• **What needs to be done**:
Across the listing below, state how many lines hold the string "Coordinates"; write nothing but that number.

==========

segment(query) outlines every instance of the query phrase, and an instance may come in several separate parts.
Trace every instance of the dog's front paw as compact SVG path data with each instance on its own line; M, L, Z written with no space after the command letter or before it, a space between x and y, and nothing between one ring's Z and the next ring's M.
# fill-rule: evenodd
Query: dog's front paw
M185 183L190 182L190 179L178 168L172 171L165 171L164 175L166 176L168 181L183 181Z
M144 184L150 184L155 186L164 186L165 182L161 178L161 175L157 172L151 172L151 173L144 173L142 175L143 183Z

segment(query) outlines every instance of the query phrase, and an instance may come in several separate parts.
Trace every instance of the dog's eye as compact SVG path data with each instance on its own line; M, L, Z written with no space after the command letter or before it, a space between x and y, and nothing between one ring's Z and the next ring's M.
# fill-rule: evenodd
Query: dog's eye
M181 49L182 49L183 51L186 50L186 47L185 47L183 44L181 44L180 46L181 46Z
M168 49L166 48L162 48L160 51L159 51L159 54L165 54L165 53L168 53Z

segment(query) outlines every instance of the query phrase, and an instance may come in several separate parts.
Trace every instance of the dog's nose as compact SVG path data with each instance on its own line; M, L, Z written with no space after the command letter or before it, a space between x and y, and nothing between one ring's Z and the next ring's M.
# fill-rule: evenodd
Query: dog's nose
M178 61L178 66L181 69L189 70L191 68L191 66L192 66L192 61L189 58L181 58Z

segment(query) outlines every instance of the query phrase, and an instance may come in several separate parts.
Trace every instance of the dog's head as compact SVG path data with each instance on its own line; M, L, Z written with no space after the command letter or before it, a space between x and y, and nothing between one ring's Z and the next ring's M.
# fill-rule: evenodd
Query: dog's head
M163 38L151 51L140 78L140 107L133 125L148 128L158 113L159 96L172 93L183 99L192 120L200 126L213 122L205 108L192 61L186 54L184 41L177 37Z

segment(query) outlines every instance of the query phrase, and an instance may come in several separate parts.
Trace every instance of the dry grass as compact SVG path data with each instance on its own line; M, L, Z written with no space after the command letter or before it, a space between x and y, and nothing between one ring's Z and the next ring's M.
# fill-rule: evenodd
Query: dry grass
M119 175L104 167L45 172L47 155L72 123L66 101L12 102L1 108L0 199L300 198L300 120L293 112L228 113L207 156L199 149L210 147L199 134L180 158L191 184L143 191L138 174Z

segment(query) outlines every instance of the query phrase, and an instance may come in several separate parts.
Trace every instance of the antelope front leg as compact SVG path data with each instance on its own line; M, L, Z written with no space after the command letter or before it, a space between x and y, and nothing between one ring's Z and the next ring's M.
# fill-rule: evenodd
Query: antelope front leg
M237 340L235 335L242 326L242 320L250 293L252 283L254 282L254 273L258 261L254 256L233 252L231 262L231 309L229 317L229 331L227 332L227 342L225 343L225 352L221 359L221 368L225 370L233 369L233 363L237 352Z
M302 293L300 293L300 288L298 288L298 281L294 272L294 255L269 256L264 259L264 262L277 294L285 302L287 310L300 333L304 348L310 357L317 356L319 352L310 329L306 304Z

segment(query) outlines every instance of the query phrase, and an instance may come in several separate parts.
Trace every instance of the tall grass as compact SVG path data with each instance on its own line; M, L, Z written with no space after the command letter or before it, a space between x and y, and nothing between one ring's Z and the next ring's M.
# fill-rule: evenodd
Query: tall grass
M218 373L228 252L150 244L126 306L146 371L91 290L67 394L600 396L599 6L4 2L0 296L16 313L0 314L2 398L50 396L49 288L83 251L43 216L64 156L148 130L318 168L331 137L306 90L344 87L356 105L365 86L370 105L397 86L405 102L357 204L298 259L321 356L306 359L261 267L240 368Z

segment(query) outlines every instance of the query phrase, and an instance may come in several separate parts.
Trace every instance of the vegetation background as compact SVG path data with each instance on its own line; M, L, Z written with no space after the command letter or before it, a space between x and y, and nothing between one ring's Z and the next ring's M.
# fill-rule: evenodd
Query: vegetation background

==========

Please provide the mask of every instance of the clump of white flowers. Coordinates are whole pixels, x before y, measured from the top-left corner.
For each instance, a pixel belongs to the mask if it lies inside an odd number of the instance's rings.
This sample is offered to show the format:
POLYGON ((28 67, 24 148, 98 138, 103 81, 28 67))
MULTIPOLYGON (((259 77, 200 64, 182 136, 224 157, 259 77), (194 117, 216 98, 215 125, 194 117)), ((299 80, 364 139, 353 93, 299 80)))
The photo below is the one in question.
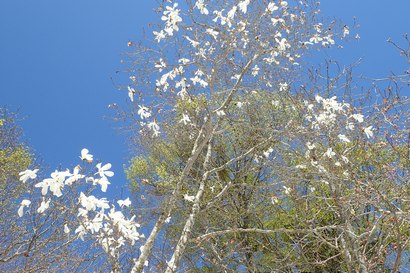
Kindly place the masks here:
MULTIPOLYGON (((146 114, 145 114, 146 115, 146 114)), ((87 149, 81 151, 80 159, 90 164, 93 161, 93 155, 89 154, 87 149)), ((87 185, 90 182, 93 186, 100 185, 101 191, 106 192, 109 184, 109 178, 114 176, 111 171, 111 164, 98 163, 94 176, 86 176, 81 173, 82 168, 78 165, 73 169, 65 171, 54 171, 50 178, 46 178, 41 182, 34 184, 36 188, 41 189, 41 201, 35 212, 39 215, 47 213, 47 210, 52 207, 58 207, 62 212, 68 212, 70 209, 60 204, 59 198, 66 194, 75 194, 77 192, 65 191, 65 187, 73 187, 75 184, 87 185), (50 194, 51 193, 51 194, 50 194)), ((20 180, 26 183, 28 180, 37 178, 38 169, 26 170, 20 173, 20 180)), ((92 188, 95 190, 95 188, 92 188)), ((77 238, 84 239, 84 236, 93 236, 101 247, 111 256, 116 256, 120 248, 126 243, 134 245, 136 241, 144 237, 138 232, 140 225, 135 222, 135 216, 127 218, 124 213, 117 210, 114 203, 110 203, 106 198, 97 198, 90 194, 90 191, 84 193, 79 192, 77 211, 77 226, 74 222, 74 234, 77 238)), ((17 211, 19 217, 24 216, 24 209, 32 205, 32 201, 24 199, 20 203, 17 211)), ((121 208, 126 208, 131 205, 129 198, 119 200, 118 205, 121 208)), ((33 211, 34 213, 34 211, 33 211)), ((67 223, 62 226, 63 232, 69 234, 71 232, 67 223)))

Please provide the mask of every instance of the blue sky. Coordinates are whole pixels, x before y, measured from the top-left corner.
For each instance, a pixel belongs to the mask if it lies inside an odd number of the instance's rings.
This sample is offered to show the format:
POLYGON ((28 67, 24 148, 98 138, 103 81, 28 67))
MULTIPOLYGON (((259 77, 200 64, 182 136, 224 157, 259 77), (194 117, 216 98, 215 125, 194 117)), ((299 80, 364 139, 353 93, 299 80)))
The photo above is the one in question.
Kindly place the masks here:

==========

• **Written reply**:
2